> **Enunciado A**
Transcribe sin cambios el fragmento del extracto sobre la segregación social que empieza en las palabras "Es que no nos" y llega hasta las palabras "en una UCI.", incluidas.
> **Enunciado B**
Enumera todas las formas verbales conjugadas en primera persona del plural que aparecen en el extracto sobre la segregación social.

> **Extracto de la fuente**
++++++

Es que no nos conocemos, entonces nos tememos. La representación atrofiada impide ver al otro. Entonces, si yo nunca me he cruzado con un votante de Verónika Mendoza o del Frepap porque vivo en San Isidro y fui a un colegio carísimo, su votante me resulta un alienígena, como diría la mujer de Piñera. Y los otros jamás se cruzan con un ppkausa, así que pueden imaginarlo de forma monstruosa. La segregación de nuestra vida social combinada con la atrofia representativa impide que tengamos una República de iguales, que se respetan y comprenden. En tiempo de elecciones se combaten, y en tiempos normales se ignoran. Ese es el virus que tiene a la República postrada en una UCI.

“Vivimos en un estado generalizado de extorsión”

++++++

> **Material extraído**
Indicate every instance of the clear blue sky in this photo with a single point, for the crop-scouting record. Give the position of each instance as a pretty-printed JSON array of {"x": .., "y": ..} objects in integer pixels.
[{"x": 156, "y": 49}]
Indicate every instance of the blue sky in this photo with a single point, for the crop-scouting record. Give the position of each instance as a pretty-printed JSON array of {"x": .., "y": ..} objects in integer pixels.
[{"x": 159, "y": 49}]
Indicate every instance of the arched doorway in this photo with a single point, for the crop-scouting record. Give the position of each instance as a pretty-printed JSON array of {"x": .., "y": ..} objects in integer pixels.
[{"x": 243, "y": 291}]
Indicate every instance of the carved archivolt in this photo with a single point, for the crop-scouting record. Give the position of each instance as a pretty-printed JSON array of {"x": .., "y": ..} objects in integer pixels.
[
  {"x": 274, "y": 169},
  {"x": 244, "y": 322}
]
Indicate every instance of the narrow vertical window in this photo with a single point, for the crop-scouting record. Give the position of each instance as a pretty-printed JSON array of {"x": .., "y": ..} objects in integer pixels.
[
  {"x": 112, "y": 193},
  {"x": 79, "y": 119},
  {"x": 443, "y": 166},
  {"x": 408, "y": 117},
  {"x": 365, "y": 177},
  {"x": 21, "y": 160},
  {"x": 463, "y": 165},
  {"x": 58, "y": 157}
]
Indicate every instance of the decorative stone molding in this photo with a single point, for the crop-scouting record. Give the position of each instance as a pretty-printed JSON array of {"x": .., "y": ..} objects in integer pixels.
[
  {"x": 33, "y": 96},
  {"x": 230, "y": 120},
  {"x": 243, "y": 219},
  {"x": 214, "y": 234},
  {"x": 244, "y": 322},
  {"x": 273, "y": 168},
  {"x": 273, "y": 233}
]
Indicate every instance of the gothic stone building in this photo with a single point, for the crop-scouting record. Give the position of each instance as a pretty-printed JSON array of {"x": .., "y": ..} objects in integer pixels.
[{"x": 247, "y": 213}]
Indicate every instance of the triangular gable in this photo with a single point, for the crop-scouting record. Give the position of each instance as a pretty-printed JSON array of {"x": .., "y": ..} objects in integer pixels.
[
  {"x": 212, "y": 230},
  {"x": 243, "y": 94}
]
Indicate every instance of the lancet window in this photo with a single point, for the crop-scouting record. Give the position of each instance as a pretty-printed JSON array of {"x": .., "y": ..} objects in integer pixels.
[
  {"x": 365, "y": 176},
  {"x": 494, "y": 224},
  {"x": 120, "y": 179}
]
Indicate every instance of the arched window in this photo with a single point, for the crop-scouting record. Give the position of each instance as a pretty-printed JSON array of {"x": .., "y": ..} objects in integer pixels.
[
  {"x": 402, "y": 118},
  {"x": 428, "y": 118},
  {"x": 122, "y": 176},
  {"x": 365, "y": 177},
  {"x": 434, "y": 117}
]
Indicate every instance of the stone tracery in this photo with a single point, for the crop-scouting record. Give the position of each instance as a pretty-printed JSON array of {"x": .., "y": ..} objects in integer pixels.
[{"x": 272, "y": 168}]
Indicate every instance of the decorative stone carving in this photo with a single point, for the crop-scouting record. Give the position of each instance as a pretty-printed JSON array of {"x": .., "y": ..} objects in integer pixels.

++++++

> **Solución A**
Es que no nos conocemos, entonces nos tememos. La representación atrofiada impide ver al otro. Entonces, si yo nunca me he cruzado con un votante de Verónika Mendoza o del Frepap porque vivo en San Isidro y fui a un colegio carísimo, su votante me resulta un alienígena, como diría la mujer de Piñera. Y los otros jamás se cruzan con un ppkausa, así que pueden imaginarlo de forma monstruosa. La segregación de nuestra vida social combinada con la atrofia representativa impide que tengamos una República de iguales, que se respetan y comprenden. En tiempo de elecciones se combaten, y en tiempos normales se ignoran. Ese es el virus que tiene a la República postrada en una UCI.

> **Solución B**
- conocemos
- tememos
- tengamos
- Vivimos